── Given data

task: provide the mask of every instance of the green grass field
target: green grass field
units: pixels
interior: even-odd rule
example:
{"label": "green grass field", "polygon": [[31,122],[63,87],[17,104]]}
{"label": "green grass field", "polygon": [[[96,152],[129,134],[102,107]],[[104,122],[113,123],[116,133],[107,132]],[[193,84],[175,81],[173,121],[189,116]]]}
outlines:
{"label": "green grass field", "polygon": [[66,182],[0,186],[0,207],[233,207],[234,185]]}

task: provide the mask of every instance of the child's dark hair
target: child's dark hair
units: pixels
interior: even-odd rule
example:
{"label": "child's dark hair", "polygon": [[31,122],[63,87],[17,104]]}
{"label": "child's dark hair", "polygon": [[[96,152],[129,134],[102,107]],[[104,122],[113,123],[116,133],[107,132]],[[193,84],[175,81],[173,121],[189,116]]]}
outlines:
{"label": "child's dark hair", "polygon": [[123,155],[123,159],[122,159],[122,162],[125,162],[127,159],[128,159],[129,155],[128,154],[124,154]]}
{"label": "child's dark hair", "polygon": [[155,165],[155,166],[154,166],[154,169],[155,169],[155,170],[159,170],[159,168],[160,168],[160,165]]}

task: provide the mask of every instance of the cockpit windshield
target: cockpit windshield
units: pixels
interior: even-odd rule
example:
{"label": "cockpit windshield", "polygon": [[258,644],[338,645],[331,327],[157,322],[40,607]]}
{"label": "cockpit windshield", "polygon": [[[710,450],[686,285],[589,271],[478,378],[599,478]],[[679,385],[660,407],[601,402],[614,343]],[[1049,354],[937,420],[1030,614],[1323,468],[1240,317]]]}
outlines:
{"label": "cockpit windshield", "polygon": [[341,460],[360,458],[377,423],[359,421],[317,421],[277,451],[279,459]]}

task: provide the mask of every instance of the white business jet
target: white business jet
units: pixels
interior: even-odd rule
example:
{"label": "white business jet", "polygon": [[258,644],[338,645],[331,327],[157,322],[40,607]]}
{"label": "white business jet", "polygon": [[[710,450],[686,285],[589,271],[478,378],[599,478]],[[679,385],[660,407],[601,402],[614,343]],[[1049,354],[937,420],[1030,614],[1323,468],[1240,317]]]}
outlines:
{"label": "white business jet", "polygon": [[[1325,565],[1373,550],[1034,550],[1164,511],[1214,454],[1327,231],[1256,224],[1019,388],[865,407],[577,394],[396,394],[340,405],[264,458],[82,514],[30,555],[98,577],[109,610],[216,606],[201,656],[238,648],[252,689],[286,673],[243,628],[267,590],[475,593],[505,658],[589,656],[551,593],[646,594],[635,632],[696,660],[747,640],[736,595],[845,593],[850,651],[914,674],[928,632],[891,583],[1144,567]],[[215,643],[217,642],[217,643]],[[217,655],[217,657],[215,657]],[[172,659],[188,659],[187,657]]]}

────

◆ Exercise directions
Each line of the listing should be reproduced without any alteration.

◆ Result of the exercise
task: provide the mask of every instance of the green grass field
target: green grass field
units: pixels
interior: even-odd rule
example:
{"label": "green grass field", "polygon": [[31,122],[63,87],[17,104]]}
{"label": "green grass field", "polygon": [[[96,152],[129,134],[102,107]],[[104,122],[113,123],[116,133],[107,132]],[[193,84],[175,81],[173,121],[189,116]]]}
outlines:
{"label": "green grass field", "polygon": [[66,182],[0,186],[0,207],[233,207],[234,185]]}

task: provide the mask of every instance of the child's dark hair
target: child's dark hair
units: pixels
interior: even-odd rule
example:
{"label": "child's dark hair", "polygon": [[31,122],[63,87],[17,104]]}
{"label": "child's dark hair", "polygon": [[[96,152],[129,134],[102,107]],[[104,122],[113,123],[116,133],[107,132]],[[193,84],[175,81],[173,121],[189,116]]]}
outlines:
{"label": "child's dark hair", "polygon": [[123,155],[123,159],[122,159],[122,162],[125,162],[127,159],[128,159],[129,155],[128,154],[124,154]]}
{"label": "child's dark hair", "polygon": [[155,165],[155,166],[154,166],[154,169],[155,169],[155,170],[159,170],[159,168],[160,168],[160,165]]}

task: provide the mask of every instance of the cockpit windshield
target: cockpit windshield
units: pixels
interior: even-odd rule
example:
{"label": "cockpit windshield", "polygon": [[258,644],[338,645],[331,327],[157,322],[40,607]]}
{"label": "cockpit windshield", "polygon": [[[710,450],[686,285],[589,271],[478,378],[599,478]],[[679,385],[660,407],[601,402],[614,343]],[[1049,354],[937,420],[1030,614],[1323,468],[1240,317]]]}
outlines:
{"label": "cockpit windshield", "polygon": [[341,460],[360,458],[377,423],[359,421],[317,421],[277,451],[279,459]]}

task: provide the mask of every instance of the white business jet
target: white business jet
units: pixels
interior: even-odd rule
example:
{"label": "white business jet", "polygon": [[258,644],[338,645],[331,327],[157,322],[40,607]]}
{"label": "white business jet", "polygon": [[[710,450],[686,285],[589,271],[478,378],[599,478]],[[679,385],[660,407],[601,402],[614,343]],[[1049,354],[937,420],[1030,614],[1323,468],[1240,317]]]}
outlines:
{"label": "white business jet", "polygon": [[[1325,565],[1373,550],[1034,550],[1164,511],[1214,454],[1327,231],[1256,224],[1019,388],[865,407],[577,394],[396,394],[340,405],[264,458],[82,514],[30,555],[98,577],[109,610],[216,606],[201,656],[238,648],[252,689],[286,673],[243,628],[267,590],[475,593],[505,658],[589,656],[551,593],[646,594],[635,632],[696,660],[747,640],[736,595],[845,593],[850,651],[914,674],[928,632],[891,583],[1144,567]],[[215,643],[217,642],[217,643]],[[217,655],[217,657],[215,657]],[[172,659],[188,659],[187,657]]]}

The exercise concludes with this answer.